Provided passage:
* * * * * * *

In this 26-minute interview, Edelsten discusses what drew him to the Harwood Capital backed firm, how he’d like to run an investment trust again but is excited with the launch of its active ETF and the team’s approach to finding good value stocks in the broad artificial intelligence supply chain.
Can’t watch now? Read the transcript
Gavin Lumsden:
Hello, I’m with Simon Edelsten, the former Artemis fund manager who ran the Mid Wynd International Investment Trust and the Artemis Global Select Fund for about nine years, up to 2023. Simon, welcome. After a year’s gardening leave from Artemis, you have this week re-emerged at Goshawk Asset Management, where you’re reunited with your former co-manager, Alex Illingworth. Did you really retire, or did you just leave Artemis, I wonder
Simon Edelsten:
I think fund managers always have a problem retiring because the job that we have involves looking after your savings. As you retire, obviously, you carry on looking after your savings. So, did I ever retire? Formally from Artemis, a year has passed, which is the obligation. During that year, of course, I was looking after my own money and so you carry on keeping interest in the market, making mistakes, making some profits. Then you think this is all fine and dandy, why not go back and to if for other people as well? Fortunately, Alex had met up during that year with this remarkable individual, Chris Mills, who owns a business. His business is called Harwood Capital.
GL: He and they are backing Goshawk.
SE: Yes, exactly. So, Christopher’s very well-known in the investment trust world. His business, Harwood, has his very large and very successful investment trust, North Atlantic Smaller Companies (NAS ).
GL: It’s best known as a UK smaller companies’ boutique. Some private equity funds as well, on the side. This is quite a departure for them to be backing you and your global equities team.
SE: In a way it is and in a way it isn’t. Christopher helped was central, setting up JO Hambro, which was a global equity manager many years ago. That was very much his business and Harwood has come out of that later on. He also has been behind the success of Polar Capital as a large shareholder as well. So, he’s had many years of experience of helping setup global equity businesses. That said, from Goshawk’s point of view, the really key thing for us was that Harwood, inside itself, has all the operations experience, all the information technology experience. All the compliance experience that you need to allow them to do all the hard work and us to concentrate entirely on picking stocks and running funds. That for me, was absolutely key.

* * * * * * *

Data supplied:
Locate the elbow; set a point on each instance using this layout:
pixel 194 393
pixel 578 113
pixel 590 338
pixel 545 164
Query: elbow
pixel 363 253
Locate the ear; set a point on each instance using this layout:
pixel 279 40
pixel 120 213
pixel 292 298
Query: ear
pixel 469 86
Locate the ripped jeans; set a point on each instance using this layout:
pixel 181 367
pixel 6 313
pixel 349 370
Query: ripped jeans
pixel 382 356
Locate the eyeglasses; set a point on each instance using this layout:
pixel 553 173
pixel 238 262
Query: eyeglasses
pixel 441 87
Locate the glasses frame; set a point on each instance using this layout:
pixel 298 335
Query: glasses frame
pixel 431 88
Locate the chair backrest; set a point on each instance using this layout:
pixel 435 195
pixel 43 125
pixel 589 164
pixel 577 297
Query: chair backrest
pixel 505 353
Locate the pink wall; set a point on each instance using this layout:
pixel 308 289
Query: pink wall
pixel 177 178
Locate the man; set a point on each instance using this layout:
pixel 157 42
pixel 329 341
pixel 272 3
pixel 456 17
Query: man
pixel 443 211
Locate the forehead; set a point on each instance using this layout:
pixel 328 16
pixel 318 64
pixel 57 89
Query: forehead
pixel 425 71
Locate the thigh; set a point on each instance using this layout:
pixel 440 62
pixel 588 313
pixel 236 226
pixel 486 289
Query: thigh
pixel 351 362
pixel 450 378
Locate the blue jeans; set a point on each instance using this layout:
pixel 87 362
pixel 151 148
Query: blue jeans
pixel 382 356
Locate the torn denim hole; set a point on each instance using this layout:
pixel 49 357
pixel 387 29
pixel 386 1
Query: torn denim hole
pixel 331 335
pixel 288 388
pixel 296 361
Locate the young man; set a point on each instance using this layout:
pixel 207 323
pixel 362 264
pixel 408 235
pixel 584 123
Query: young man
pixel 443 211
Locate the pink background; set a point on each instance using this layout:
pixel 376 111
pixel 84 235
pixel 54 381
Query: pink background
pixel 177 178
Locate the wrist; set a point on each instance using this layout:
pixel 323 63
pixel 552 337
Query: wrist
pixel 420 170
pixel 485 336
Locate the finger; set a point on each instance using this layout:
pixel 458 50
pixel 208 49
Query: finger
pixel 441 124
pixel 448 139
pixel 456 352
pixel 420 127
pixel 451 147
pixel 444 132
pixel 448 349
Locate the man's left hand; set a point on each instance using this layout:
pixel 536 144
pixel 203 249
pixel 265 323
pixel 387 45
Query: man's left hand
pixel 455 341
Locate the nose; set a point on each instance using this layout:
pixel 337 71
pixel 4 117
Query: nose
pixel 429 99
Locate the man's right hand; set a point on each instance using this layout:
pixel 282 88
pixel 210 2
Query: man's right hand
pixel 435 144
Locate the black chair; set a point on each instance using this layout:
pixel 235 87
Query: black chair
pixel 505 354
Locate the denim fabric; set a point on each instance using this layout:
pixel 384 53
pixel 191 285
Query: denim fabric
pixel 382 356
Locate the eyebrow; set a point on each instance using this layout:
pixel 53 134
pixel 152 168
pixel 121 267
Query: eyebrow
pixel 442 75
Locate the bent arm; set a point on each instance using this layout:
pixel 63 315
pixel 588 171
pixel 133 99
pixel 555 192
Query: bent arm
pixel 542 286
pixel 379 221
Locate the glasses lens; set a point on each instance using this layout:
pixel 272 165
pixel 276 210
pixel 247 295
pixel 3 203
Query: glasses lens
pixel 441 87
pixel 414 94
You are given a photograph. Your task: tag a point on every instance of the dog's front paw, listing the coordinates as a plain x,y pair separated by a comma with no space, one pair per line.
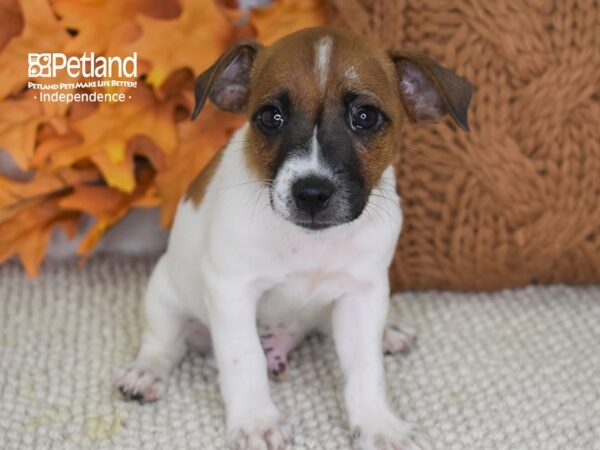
266,434
136,383
389,433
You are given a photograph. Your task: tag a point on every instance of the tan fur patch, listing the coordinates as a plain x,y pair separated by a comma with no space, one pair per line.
197,188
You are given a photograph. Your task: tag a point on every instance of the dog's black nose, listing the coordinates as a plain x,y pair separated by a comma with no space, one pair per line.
312,193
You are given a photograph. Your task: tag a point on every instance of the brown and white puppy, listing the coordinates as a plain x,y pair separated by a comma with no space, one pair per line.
293,226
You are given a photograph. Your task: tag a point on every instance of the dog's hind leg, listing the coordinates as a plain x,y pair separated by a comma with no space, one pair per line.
163,343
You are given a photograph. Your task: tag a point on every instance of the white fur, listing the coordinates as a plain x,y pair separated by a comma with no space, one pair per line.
323,55
232,259
294,169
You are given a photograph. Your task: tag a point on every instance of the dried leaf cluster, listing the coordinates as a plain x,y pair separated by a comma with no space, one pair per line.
104,159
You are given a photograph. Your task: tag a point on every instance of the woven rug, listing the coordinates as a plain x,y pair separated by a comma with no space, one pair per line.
511,370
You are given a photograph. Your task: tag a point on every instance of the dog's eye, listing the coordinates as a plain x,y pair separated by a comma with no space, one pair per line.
270,119
366,118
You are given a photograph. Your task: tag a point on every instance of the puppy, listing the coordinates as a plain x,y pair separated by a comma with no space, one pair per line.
292,227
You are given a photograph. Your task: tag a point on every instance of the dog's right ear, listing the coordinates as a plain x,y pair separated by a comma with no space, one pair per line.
227,81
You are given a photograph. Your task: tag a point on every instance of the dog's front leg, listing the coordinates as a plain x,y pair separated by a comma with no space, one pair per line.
358,324
252,419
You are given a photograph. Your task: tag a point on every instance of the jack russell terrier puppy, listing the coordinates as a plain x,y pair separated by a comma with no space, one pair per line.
292,227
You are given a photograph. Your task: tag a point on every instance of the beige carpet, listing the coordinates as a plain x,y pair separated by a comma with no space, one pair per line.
512,370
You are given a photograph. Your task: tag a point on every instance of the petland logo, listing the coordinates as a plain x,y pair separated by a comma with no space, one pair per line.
43,65
81,68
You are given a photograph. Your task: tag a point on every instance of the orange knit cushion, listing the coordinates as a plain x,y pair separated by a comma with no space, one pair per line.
518,199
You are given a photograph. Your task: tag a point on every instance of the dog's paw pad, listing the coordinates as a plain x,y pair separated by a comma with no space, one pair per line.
273,437
398,339
277,364
140,385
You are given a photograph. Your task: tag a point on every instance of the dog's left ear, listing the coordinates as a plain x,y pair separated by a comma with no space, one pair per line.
227,82
429,90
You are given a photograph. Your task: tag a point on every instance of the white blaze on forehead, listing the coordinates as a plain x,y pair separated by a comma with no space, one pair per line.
295,168
322,58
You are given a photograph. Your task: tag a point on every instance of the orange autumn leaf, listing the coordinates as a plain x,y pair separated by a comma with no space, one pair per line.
19,121
108,131
44,184
103,159
195,39
103,25
286,16
26,231
199,141
120,207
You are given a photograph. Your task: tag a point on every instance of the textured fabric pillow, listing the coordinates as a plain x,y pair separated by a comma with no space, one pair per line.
518,199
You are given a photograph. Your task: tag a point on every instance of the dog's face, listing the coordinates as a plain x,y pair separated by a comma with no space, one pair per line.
325,110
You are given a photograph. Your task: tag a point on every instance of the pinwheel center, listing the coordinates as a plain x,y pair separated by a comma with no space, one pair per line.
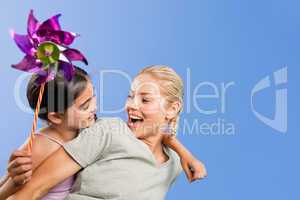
48,53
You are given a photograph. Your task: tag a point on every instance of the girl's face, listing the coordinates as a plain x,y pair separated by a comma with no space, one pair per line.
82,113
146,107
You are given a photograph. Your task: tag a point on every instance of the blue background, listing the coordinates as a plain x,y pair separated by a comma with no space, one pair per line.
220,41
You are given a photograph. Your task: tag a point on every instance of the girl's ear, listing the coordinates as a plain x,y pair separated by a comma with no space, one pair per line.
173,110
55,118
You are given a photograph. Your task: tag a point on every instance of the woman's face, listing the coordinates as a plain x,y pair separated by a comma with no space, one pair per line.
146,107
82,113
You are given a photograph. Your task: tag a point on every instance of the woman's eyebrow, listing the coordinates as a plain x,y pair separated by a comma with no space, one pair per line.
88,100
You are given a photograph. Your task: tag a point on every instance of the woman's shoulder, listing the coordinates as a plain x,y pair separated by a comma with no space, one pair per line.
110,124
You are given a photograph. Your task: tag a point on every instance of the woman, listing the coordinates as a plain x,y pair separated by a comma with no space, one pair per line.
120,161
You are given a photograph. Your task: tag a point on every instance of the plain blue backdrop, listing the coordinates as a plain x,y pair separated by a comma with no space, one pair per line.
215,41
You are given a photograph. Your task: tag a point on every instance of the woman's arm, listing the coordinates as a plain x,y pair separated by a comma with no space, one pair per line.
192,167
52,171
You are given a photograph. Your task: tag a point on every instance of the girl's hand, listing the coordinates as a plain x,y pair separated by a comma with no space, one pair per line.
193,168
20,167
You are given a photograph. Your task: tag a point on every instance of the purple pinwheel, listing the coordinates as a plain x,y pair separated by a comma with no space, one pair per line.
46,49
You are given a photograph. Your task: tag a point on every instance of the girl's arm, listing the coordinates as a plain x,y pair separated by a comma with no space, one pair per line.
192,167
19,172
52,171
3,180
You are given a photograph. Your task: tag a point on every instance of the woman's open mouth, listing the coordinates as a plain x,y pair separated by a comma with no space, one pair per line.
134,121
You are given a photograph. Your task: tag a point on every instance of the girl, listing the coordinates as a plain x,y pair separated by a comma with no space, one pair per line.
117,162
65,117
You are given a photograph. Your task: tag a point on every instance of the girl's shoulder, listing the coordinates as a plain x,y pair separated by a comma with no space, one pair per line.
42,147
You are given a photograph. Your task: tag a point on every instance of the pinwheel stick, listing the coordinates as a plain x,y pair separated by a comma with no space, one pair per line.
36,113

* * * * * * *

To do:
• a. Translate this sentence from the interview transcript into Spanish: "So, Christopher’s very well-known in the investment trust world."
• b. Reproduce the interview transcript verbatim between "GL: He and they" and "global equities team.", inclusive.

Expected responses:
• a. Así que Christopher es muy conocido en el mundo de los fondos de inversión cerrados.

• b.
GL: He and they are backing Goshawk.
SE: Yes, exactly. So, Christopher’s very well-known in the investment trust world. His business, Harwood, has his very large and very successful investment trust, North Atlantic Smaller Companies (NAS ).
GL: It’s best known as a UK smaller companies’ boutique. Some private equity funds as well, on the side. This is quite a departure for them to be backing you and your global equities team.